▶ _Work request_
The required result is each line of the entries below containing the string "notebook".

▶ _Data for analysis_
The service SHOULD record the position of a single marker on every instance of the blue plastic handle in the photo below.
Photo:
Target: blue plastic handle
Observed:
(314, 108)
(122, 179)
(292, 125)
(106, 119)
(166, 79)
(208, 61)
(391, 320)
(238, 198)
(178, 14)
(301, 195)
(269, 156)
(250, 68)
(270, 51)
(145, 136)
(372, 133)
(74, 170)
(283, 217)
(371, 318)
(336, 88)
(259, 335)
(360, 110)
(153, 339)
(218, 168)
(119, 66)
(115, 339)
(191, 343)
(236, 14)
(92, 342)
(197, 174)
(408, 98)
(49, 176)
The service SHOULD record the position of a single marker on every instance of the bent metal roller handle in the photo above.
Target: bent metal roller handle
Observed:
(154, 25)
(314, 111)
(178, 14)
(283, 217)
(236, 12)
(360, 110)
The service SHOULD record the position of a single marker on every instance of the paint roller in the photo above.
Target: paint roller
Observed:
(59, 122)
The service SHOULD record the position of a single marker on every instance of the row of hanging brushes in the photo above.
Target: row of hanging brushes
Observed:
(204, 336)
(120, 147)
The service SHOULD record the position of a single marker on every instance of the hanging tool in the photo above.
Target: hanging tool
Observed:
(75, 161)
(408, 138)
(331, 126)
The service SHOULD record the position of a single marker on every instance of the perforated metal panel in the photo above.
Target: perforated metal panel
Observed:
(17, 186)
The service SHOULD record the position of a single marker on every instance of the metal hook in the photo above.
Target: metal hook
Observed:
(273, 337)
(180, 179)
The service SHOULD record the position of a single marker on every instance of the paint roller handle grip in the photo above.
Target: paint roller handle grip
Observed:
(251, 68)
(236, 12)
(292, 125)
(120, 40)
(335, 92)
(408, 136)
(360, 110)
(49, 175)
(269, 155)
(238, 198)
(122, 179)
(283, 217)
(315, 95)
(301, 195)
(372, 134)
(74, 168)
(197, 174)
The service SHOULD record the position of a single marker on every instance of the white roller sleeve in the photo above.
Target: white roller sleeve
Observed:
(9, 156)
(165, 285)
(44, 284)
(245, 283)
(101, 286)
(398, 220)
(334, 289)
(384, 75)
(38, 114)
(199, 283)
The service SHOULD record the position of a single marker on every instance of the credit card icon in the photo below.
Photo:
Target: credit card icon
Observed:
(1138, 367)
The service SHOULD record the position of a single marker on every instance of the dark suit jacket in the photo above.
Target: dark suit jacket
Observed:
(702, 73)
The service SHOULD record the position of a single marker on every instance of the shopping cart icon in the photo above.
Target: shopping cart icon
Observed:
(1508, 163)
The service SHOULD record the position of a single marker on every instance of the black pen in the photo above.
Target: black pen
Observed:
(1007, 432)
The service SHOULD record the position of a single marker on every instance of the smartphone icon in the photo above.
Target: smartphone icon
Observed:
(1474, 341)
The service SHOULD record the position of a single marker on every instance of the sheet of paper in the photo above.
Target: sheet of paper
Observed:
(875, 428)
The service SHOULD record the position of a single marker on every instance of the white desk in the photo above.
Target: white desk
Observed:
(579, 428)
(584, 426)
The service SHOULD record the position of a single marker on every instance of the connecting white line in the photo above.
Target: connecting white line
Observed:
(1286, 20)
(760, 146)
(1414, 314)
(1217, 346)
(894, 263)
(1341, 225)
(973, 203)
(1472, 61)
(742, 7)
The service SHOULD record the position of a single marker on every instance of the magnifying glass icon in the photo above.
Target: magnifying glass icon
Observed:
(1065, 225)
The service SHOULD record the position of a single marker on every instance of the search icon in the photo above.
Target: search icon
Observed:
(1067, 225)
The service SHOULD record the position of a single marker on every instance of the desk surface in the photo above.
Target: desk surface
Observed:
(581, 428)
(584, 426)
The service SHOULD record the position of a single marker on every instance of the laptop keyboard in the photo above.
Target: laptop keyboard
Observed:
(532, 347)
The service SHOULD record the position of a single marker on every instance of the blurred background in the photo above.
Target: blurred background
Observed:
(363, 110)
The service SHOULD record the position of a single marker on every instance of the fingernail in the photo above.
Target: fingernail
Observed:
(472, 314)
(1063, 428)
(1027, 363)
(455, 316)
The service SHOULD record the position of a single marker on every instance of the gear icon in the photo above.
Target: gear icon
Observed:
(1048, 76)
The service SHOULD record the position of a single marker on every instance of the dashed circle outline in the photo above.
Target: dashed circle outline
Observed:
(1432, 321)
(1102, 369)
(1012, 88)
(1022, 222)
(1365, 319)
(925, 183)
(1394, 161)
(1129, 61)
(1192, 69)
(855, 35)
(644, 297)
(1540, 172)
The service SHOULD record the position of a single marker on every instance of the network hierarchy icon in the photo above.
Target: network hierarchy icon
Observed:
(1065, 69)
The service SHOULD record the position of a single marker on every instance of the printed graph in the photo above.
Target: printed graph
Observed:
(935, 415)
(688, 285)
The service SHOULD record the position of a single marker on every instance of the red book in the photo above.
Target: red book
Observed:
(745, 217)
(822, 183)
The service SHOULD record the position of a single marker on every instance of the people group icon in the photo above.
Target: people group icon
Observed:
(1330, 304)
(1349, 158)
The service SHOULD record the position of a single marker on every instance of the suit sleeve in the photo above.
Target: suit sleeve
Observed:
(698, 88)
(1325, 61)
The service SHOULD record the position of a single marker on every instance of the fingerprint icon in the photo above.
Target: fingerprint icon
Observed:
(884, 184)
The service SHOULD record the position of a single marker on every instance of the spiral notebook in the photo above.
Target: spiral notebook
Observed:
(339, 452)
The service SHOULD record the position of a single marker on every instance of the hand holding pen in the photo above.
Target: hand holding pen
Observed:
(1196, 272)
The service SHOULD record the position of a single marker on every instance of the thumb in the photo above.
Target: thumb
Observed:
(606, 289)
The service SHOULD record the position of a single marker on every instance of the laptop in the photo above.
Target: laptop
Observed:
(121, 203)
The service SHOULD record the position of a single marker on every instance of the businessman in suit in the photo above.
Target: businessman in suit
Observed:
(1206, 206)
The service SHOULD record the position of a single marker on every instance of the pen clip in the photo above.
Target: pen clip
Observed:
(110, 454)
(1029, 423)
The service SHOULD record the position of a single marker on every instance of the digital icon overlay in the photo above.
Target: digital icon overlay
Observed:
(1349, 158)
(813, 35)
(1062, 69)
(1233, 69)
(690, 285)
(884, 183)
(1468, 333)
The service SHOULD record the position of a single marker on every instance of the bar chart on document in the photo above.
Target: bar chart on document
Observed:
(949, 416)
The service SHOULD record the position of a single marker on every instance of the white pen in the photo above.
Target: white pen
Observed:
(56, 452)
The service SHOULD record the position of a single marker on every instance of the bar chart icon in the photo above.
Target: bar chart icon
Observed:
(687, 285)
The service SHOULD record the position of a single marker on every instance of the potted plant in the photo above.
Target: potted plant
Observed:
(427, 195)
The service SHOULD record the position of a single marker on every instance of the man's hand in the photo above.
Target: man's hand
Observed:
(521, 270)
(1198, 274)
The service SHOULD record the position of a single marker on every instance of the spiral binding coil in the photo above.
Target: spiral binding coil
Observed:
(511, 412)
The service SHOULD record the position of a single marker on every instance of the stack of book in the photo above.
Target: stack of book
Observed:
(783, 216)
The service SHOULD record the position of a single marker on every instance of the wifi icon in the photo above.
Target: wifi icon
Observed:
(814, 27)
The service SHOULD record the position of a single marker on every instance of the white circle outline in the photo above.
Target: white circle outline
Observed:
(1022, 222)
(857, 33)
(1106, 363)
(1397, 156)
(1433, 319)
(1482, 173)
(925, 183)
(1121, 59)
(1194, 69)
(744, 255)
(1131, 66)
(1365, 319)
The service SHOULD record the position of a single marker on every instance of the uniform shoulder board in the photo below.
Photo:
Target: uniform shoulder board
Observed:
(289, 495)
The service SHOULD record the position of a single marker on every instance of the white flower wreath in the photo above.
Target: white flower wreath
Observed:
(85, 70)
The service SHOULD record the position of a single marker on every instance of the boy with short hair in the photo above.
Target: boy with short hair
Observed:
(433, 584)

▶ _Answer below_
The service SHOULD record the position of a single marker on every instance of the spiral notebook in the photo above.
Target: spiral notebook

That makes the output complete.